TASK REQUIREMENTS: Reproduce all of the entries below with every occurrence of "bounding box" changed to "enclosing rectangle", leaving everything else unchanged.

EXERCISE MATERIALS:
####

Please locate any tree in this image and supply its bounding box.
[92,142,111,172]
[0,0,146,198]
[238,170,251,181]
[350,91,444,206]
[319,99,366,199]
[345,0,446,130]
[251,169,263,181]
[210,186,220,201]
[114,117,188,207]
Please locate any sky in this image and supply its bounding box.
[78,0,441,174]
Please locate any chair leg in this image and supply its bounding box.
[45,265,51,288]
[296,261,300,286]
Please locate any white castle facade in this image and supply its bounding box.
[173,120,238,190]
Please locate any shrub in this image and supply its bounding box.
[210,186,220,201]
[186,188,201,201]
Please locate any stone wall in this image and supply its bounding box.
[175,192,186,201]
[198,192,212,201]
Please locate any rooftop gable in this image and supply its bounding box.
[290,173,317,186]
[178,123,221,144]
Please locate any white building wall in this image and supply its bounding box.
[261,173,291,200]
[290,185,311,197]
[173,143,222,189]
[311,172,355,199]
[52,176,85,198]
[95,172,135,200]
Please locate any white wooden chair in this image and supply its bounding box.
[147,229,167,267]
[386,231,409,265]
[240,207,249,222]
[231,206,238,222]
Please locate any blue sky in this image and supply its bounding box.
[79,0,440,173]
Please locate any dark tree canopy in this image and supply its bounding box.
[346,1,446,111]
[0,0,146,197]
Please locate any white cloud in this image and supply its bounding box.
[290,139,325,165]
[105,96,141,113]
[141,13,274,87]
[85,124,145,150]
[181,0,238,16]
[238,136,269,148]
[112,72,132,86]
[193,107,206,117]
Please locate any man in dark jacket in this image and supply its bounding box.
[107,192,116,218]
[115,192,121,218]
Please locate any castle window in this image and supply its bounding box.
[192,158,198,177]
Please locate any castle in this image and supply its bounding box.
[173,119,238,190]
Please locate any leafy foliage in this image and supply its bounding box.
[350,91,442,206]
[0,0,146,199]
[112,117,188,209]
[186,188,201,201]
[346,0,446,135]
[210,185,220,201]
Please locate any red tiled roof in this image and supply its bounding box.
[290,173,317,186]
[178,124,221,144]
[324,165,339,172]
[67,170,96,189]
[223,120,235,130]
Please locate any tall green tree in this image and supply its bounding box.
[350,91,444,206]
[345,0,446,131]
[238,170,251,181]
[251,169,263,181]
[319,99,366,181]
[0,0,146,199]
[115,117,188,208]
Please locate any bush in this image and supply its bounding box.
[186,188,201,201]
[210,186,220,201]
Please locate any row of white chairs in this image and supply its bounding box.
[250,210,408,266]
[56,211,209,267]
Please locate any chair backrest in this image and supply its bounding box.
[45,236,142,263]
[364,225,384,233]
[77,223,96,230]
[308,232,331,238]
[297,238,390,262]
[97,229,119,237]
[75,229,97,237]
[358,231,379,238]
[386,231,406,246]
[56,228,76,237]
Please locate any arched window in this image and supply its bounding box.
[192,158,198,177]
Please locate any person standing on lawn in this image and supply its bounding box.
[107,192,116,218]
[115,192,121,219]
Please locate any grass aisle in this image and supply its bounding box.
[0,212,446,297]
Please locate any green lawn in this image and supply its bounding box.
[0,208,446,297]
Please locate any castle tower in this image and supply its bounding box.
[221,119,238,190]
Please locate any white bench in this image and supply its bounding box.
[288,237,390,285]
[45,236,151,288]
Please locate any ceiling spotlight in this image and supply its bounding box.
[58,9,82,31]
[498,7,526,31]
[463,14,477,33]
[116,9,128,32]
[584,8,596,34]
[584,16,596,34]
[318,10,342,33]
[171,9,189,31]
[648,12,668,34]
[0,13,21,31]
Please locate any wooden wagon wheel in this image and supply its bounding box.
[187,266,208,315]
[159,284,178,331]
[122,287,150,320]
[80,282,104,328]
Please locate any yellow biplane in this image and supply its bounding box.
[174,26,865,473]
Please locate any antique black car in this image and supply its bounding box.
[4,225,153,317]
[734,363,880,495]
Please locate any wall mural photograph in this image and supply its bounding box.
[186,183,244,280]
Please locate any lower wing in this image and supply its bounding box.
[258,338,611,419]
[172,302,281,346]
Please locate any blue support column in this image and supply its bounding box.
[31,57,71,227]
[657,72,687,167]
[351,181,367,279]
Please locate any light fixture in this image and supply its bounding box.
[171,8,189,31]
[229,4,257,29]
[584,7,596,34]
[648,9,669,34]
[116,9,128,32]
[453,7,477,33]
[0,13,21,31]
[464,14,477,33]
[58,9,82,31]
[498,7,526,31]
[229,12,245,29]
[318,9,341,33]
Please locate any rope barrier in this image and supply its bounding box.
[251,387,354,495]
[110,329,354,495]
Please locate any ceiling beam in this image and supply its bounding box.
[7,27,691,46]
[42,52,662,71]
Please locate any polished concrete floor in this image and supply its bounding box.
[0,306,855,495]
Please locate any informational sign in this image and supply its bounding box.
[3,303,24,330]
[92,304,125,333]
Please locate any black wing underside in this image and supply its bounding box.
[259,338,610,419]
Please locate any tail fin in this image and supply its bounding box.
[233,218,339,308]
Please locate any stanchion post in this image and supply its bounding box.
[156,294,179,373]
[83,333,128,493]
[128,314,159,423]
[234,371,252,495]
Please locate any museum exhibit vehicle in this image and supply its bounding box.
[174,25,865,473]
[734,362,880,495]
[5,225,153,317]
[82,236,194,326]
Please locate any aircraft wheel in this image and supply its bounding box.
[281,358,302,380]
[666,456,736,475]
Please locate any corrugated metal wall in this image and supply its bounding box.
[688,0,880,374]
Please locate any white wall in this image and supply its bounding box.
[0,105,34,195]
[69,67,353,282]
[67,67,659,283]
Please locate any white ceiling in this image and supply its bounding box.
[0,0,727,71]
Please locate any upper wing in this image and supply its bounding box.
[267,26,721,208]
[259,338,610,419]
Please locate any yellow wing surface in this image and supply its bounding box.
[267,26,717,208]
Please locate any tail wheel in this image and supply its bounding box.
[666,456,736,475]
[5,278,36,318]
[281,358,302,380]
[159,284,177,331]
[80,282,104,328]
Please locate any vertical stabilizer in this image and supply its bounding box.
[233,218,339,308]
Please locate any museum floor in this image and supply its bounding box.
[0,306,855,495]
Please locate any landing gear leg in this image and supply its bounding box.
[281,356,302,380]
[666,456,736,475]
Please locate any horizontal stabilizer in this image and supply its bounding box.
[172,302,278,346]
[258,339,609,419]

####

RESPONSE TO THIS EXERCISE:
Please locate any tree in this image and supply its enclosing rectangle.
[92,142,111,172]
[0,0,146,198]
[238,170,251,181]
[350,91,444,206]
[319,99,366,199]
[345,0,446,130]
[251,169,263,181]
[210,186,220,201]
[114,117,188,207]
Please locate any sky in this image and supply its enclosing rectangle.
[78,0,441,174]
Please locate any chair leg in this image and supply its enclosing rectangle.
[45,265,51,288]
[296,261,300,286]
Please locate any white castle facade in this image and supply its enclosing rectangle.
[173,120,238,190]
Please locate any shrub in this image and supply its enclosing rectangle.
[210,186,220,201]
[186,188,201,201]
Please locate any stone wall in this image and supply its enclosing rectangle.
[175,192,186,201]
[198,192,212,201]
Please locate any rooftop gable in this image and supply its enclosing rectangle.
[290,173,317,186]
[178,123,221,144]
Please locate any white building wall in this image and supply its enclosing rectangle.
[261,173,291,200]
[290,185,311,197]
[173,143,222,189]
[311,172,355,199]
[52,176,85,198]
[95,172,135,200]
Please locate any white wooden chair in this image and supply its enclosing rectangle.
[147,229,167,267]
[386,231,409,265]
[240,207,249,222]
[231,206,238,222]
Please locate any blue sky in this image and supply its enclosing rectangle.
[79,0,440,173]
Please locate any dark tree canopy in this image and supply its enclosing rectangle.
[346,1,446,111]
[0,0,146,197]
Please locate any white cloud in this image and supply its enclosing rectangle.
[290,139,325,165]
[105,96,141,113]
[141,13,274,87]
[85,124,145,150]
[181,0,238,16]
[238,136,269,148]
[112,72,132,86]
[193,107,206,117]
Please locate any man in dark jacket in this image and supply its enclosing rectangle.
[107,192,116,218]
[115,192,121,218]
Please locate any castle window in this image and supply its enclosing rectangle.
[192,158,198,177]
Please locate any castle in this image and supply its enclosing rectangle.
[173,119,238,190]
Please locate any leafy foliage in this image and supply its enclosing rectangle.
[350,91,442,206]
[0,0,146,199]
[112,117,188,209]
[186,188,201,201]
[346,0,446,135]
[210,185,220,201]
Please locate any red tiled roof in this image and supply its enclosing rectangle.
[290,173,317,186]
[178,124,221,144]
[324,165,339,172]
[67,170,96,189]
[223,120,235,130]
Please locate any tall green tree in this image and supply its enclosing rectangle.
[350,91,444,206]
[345,0,446,131]
[238,170,251,181]
[251,169,263,181]
[319,99,366,181]
[0,0,146,199]
[115,117,188,208]
Please locate any bush in this image and supply its enclosing rectangle.
[186,188,201,201]
[210,186,220,201]
Please locate any row of white chairs in this image and supply its enclosing rectangle.
[250,210,408,266]
[56,211,209,267]
Please locate any chair backrest in this image and supply its enclosing rectangle.
[45,236,142,263]
[364,225,384,233]
[77,223,96,230]
[308,232,331,238]
[297,238,390,262]
[97,229,119,237]
[75,229,97,237]
[358,231,379,238]
[386,231,406,246]
[56,228,76,237]
Please locate any arched window in this image and supply its enclosing rectangle.
[192,158,198,177]
Please locate any person standing on lawn in this image and supply its enclosing rectangle.
[107,192,116,218]
[115,192,121,219]
Please locate any grass aisle in this image and supply its enclosing rectangle.
[0,212,446,297]
Please locate any green lawn in this image and supply its enclosing rectangle.
[0,208,446,297]
Please locate any castle tower in this image and supply its enclosing rectangle.
[221,119,238,190]
Please locate any white bench in this image and supply its enclosing rectangle.
[288,237,390,285]
[45,236,151,288]
Please locate any ceiling spotlight in this image and supply its enclosing rectangle.
[58,9,82,31]
[498,7,526,31]
[463,14,477,33]
[116,9,128,32]
[584,8,596,34]
[584,16,596,34]
[318,10,342,33]
[171,9,189,31]
[648,12,668,34]
[0,13,21,31]
Please locate any wooden wagon wheel in this image and supply its enclosing rectangle.
[187,266,208,315]
[159,284,178,331]
[122,287,150,320]
[80,282,104,328]
Please locate any yellow biplane in this image and supply its enclosing rectangle.
[174,26,865,473]
Please locate any antique black car in this image and supply its enclosing rectangle.
[4,225,153,317]
[734,363,880,495]
Please locate any wall mural photograph in this image and supply its enclosing rectangle.
[186,183,244,280]
Please locate any lower wing in this image and supply its enclosing rectangle.
[258,338,611,419]
[172,302,281,346]
Please locate any blue support column in this image and supply its enclosing rectangle.
[31,57,71,227]
[657,72,687,167]
[351,181,367,279]
Please locate any light fixture in this image and supply its enclosing rectangle.
[171,8,189,31]
[229,4,257,29]
[584,7,596,34]
[648,9,669,34]
[116,9,128,32]
[453,7,477,33]
[0,13,21,31]
[464,14,477,33]
[58,9,82,31]
[498,7,526,31]
[229,12,245,29]
[318,9,341,33]
Please locate any rope barrier in this image and supply its enclosing rectangle.
[251,387,354,495]
[110,329,354,495]
Please locate any ceiling beam in this image and supply its enclosing rectangle.
[7,27,691,46]
[42,52,662,71]
Please locate any polished concrete floor in this image and supply its enclosing rectangle.
[0,306,855,495]
Please locate any informational sign in this image and supply its enclosing rectangle.
[3,303,24,330]
[92,304,125,333]
Please locate any black wing underside in this image and supply its enclosing rectangle.
[259,338,610,419]
Please locate any tail fin in this image and supply its enclosing rectangle.
[233,218,339,308]
Please locate any stanchion post in this image and supply its enclosing rectangle.
[156,294,179,373]
[83,333,128,493]
[128,314,159,423]
[234,371,252,495]
Please locate any museum exhibit vehicle in this image and supply its enclosing rectangle.
[174,25,865,473]
[734,362,880,495]
[5,225,153,317]
[82,236,194,326]
Please locate any aircraft wheel in this image and supply its enclosing rectangle.
[281,358,302,380]
[666,456,736,475]
Please locate any corrugated metal wall in this image and supply its enclosing rectangle.
[688,0,880,374]
Please locate any white wall in this image and supply its enclosing rectangle.
[0,105,34,195]
[69,67,353,282]
[67,67,659,283]
Please locate any white ceiling in this image and supply its enclosing rectangle.
[0,0,727,71]
Please locate any upper wing in this image and supply its enclosing rectangle.
[267,26,721,208]
[259,338,610,419]
Please locate any yellow wing surface in this image and supply its enclosing rectangle.
[267,26,717,208]
Please locate any tail wheel in this image and supply its enclosing rectangle.
[666,456,736,475]
[5,278,36,318]
[281,358,302,380]
[159,284,177,331]
[80,282,104,328]
Please locate any vertical stabilizer in this image and supply its enclosing rectangle.
[233,218,339,308]
Please locate any museum floor in this image and supply its enclosing rectangle.
[0,306,855,495]
Please locate any landing gear leg in this image and supply its enclosing rectangle.
[281,356,302,380]
[666,456,736,475]
Please locate any horizontal stabilizer in this image and supply its enclosing rectangle.
[172,302,278,346]
[258,339,609,419]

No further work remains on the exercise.